▸ **EXERCISE**: Every entry should appear in your answer exactly as it does here.

▸ **Referring expression data**:
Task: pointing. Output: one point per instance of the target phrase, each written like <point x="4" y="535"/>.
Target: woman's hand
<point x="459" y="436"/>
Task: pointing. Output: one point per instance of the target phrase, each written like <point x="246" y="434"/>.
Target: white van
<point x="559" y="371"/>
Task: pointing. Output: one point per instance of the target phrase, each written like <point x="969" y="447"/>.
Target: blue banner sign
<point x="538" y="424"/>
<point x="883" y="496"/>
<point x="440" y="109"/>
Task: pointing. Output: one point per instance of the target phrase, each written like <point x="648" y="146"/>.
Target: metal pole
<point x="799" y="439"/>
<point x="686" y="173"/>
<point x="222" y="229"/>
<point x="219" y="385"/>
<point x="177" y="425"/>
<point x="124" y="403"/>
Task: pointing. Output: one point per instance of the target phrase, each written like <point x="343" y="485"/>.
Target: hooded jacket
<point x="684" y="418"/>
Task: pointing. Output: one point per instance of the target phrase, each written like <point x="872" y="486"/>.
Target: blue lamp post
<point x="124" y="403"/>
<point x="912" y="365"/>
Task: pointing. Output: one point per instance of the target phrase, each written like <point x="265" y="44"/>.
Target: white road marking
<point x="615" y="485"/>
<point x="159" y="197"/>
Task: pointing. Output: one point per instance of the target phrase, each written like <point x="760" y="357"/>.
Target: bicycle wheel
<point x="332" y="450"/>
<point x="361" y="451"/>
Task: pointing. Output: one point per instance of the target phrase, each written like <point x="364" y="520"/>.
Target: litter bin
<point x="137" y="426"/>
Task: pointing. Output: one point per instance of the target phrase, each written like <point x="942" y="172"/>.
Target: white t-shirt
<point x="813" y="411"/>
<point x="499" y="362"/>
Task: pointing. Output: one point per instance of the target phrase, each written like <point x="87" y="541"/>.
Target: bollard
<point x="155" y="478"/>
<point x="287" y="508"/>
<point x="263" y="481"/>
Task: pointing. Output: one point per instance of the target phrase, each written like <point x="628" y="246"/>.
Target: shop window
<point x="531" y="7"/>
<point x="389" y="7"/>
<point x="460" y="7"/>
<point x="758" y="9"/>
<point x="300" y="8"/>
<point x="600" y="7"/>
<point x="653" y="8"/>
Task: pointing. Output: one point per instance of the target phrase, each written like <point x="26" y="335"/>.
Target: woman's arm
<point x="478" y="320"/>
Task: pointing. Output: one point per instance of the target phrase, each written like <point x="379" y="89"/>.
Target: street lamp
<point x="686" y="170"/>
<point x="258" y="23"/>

▸ **COMPLETED TASK**:
Task: pointing. Output: one point per instance of the target phrase, each written like <point x="4" y="535"/>.
Target: woman's hand
<point x="459" y="436"/>
Task: pointing. Output: one point per instance of the target phrase, each written like <point x="246" y="434"/>.
Target: white van
<point x="559" y="371"/>
Task: pointing. Output: one point per instance of the target phrase, each written like <point x="969" y="447"/>.
Target: blue banner sign
<point x="538" y="424"/>
<point x="883" y="496"/>
<point x="440" y="109"/>
Task: pointing. Output: one point per instance of the target phrase, each written like <point x="648" y="146"/>.
Target: metal pole
<point x="799" y="439"/>
<point x="686" y="173"/>
<point x="222" y="229"/>
<point x="219" y="385"/>
<point x="177" y="425"/>
<point x="124" y="403"/>
Task: pointing. Output: one point per instance of the target phrase, each written like <point x="343" y="485"/>.
Target: hooded jacket
<point x="684" y="418"/>
Task: pointing. Output: one point per instance of the target phrase, each written like <point x="872" y="486"/>.
Target: blue lamp post
<point x="124" y="403"/>
<point x="912" y="365"/>
Task: pointing. Output: one point per instance of the target phrase, each written like <point x="265" y="44"/>.
Target: white road marking
<point x="615" y="485"/>
<point x="159" y="197"/>
Task: pointing. Output: one point per instance of the target phrase, each written like <point x="760" y="357"/>.
Target: bicycle wheel
<point x="332" y="450"/>
<point x="361" y="451"/>
Task: pointing. Output: one point per instance of the target phrase, each written like <point x="364" y="520"/>.
Target: litter bin
<point x="137" y="426"/>
Task: pointing. Output: one point per instance of the target phrase, each written like <point x="942" y="172"/>.
Target: white t-shirt
<point x="813" y="411"/>
<point x="499" y="362"/>
Task: pointing. Output: one point per instance of the target phrase, each written like <point x="87" y="541"/>.
Target: bollard
<point x="155" y="478"/>
<point x="287" y="508"/>
<point x="263" y="481"/>
Task: pointing. Output: one point per instance of the target phrase, each written like <point x="628" y="246"/>.
Target: shop window
<point x="531" y="7"/>
<point x="389" y="7"/>
<point x="460" y="7"/>
<point x="758" y="9"/>
<point x="300" y="8"/>
<point x="600" y="7"/>
<point x="653" y="8"/>
Task: pointing. Output: one point per instance of the target phrase, each written like <point x="26" y="335"/>.
Target: woman's arm
<point x="478" y="320"/>
Task: pointing. Output: one point per instance of the target phrase, each written like <point x="379" y="89"/>.
Target: street lamp
<point x="686" y="170"/>
<point x="258" y="23"/>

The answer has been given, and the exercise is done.